## Objective:
Copy the part of the data that starts with the line containing "--target blurred background" and ends with the line containing "M 1 1 L 0 243", including both of those lines.

## Input records:
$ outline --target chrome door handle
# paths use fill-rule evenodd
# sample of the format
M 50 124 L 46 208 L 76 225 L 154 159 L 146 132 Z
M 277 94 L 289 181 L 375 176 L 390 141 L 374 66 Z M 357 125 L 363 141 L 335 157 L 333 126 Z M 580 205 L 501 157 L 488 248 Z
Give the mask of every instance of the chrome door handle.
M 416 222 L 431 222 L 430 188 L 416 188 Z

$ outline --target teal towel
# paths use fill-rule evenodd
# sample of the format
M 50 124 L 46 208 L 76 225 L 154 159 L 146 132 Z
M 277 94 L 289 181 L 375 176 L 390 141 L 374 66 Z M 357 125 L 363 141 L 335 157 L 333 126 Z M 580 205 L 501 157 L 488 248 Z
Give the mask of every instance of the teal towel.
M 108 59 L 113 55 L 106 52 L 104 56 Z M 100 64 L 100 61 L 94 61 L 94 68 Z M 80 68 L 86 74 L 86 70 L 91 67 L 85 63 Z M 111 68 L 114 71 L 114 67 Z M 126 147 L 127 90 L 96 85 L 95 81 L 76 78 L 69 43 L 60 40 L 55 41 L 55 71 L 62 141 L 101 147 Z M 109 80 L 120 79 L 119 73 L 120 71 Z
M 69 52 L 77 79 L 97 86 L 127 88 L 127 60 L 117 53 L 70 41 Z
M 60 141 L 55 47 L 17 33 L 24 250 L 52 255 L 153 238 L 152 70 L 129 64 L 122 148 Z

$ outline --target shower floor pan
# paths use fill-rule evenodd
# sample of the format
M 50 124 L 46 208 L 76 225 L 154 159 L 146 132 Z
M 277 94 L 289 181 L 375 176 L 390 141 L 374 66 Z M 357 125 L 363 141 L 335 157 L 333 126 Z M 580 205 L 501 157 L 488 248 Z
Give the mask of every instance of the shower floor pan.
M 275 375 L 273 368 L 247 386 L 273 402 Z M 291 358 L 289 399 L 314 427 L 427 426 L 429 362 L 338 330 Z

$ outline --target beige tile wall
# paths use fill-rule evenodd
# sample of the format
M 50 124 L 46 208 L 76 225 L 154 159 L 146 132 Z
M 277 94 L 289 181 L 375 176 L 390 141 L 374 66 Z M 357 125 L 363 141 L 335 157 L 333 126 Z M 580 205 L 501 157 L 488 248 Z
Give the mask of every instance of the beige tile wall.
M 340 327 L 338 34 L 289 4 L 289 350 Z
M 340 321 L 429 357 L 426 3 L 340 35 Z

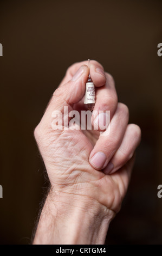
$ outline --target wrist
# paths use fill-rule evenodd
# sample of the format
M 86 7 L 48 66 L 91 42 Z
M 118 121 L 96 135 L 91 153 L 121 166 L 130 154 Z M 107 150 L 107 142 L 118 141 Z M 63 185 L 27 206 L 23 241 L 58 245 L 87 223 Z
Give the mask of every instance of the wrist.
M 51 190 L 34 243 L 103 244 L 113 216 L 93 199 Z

---

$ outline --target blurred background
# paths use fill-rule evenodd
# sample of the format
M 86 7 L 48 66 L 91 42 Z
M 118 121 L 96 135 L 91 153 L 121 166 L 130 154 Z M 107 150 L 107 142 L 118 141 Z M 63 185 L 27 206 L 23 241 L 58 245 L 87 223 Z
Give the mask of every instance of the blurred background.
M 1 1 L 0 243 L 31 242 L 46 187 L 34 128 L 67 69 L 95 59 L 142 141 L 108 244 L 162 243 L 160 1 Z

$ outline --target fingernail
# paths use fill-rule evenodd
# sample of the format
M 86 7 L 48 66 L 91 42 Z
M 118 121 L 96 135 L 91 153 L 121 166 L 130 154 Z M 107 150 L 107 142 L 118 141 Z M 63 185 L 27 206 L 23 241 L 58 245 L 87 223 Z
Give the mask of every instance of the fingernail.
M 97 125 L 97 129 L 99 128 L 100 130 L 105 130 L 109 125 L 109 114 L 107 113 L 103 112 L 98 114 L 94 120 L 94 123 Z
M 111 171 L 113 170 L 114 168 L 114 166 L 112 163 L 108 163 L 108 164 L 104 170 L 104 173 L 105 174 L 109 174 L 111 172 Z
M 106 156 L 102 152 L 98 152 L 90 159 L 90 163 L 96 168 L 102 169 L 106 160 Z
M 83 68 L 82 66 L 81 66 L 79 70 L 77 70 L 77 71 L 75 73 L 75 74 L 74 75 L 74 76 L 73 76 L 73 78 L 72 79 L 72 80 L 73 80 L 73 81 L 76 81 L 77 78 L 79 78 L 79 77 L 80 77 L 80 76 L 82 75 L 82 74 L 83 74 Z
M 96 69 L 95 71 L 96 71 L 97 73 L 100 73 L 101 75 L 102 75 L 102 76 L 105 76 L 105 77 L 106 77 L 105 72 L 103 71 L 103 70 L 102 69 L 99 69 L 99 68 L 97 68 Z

## Output below:
$ outline --target blurred background
# paths use fill-rule evenodd
# sample of the format
M 86 7 L 48 66 L 91 42 Z
M 118 121 L 96 135 L 91 153 L 121 166 L 130 154 Z M 107 150 L 107 142 L 118 141 Z M 63 185 L 27 206 L 23 241 L 58 245 L 87 223 Z
Give the mask of every instance of the blurred background.
M 1 1 L 0 243 L 31 242 L 46 187 L 34 128 L 67 69 L 95 59 L 142 141 L 108 244 L 162 243 L 160 1 Z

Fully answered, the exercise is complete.